◆ Exercise objective ◆
In full and without edits, write out the data that follows.

◆ Dataset records ◆
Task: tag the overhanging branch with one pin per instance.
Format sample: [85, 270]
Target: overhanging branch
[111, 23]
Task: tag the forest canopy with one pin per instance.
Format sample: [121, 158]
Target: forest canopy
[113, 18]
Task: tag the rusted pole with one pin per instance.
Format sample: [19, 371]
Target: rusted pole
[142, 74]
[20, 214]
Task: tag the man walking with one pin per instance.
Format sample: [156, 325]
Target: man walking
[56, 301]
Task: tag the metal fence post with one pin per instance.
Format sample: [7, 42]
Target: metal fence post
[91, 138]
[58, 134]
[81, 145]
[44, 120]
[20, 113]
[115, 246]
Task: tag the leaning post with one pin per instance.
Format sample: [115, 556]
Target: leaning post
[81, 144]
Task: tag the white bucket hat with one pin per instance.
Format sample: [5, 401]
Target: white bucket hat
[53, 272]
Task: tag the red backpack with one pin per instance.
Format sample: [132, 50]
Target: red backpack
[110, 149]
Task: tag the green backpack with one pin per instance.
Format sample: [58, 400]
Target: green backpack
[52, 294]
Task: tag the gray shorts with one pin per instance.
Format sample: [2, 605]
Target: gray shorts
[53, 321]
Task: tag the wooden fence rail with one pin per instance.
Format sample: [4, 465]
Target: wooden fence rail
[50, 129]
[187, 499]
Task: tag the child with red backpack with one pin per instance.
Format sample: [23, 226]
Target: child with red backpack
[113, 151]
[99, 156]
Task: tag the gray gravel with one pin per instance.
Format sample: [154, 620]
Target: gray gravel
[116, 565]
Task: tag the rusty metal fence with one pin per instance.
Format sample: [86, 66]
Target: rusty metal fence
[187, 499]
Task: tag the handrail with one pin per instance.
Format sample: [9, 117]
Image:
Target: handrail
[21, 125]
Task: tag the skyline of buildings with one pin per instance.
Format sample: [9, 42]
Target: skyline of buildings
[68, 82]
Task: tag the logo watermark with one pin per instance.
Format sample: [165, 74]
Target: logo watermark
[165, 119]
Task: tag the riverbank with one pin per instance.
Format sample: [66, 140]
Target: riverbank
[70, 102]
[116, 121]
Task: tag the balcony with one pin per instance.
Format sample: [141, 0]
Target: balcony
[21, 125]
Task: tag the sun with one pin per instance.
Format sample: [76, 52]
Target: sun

◆ Response to this task ◆
Task: tag the overhanging branch with one pin per instance.
Format sample: [85, 270]
Target: overhanging branch
[111, 23]
Task: tag the forest canopy with one pin per instance.
Format sample: [121, 158]
Target: forest canopy
[113, 18]
Task: tag the rusted pole with one pin per instance.
Format sample: [19, 371]
Target: rusted pole
[142, 74]
[20, 214]
Task: tag the man walking with one pin per instance.
Format sample: [156, 325]
Target: man walking
[56, 301]
Task: tag the metal fence post with one pin per instance.
Format sample: [7, 42]
Target: metal fence post
[91, 138]
[58, 134]
[81, 145]
[44, 120]
[20, 113]
[115, 246]
Task: tag the leaning post with one pin per instance.
Format sample: [115, 556]
Target: leaning post
[81, 144]
Task: tag the white bucket hat with one pin per instance.
Format sample: [5, 401]
Target: white bucket hat
[53, 272]
Task: tag the red backpack with one pin per instance.
Format sample: [132, 50]
Target: red backpack
[110, 149]
Task: tag the green backpack with one pin per instance.
Format sample: [58, 400]
Target: green backpack
[52, 294]
Task: tag the gray shorts with one pin per instance.
Format sample: [2, 605]
Target: gray shorts
[53, 321]
Task: tag the wooden fence rail with one pin per instance.
Format sample: [4, 465]
Target: wooden fence rail
[50, 129]
[187, 499]
Task: tag the child with red backpack with one pin per instance.
Format sample: [23, 226]
Target: child with red backpack
[113, 151]
[99, 156]
Task: tag the gray gravel with one pin per instance.
Format sample: [154, 620]
Target: gray gravel
[116, 565]
Task: tag the rusty metal fence with one pin per instance.
Format sample: [86, 66]
Target: rusty metal fence
[187, 499]
Task: tag the handrail with one pin per instance.
Format sample: [9, 117]
Image:
Target: handrail
[21, 125]
Task: tag the skyline of buildings with one pin per instance.
Format sample: [9, 42]
Target: skyline of buildings
[68, 82]
Task: tag the logo watermark with one pin per instance.
Format sample: [165, 74]
Target: logo watermark
[165, 119]
Task: tag the riverbank with one pin per instance.
Format sample: [66, 140]
Target: riverbank
[70, 102]
[116, 121]
Task: tag the balcony with one pin per instance.
Format sample: [141, 0]
Target: balcony
[21, 125]
Task: tag the sun with one pin per instance.
Format sample: [76, 52]
Target: sun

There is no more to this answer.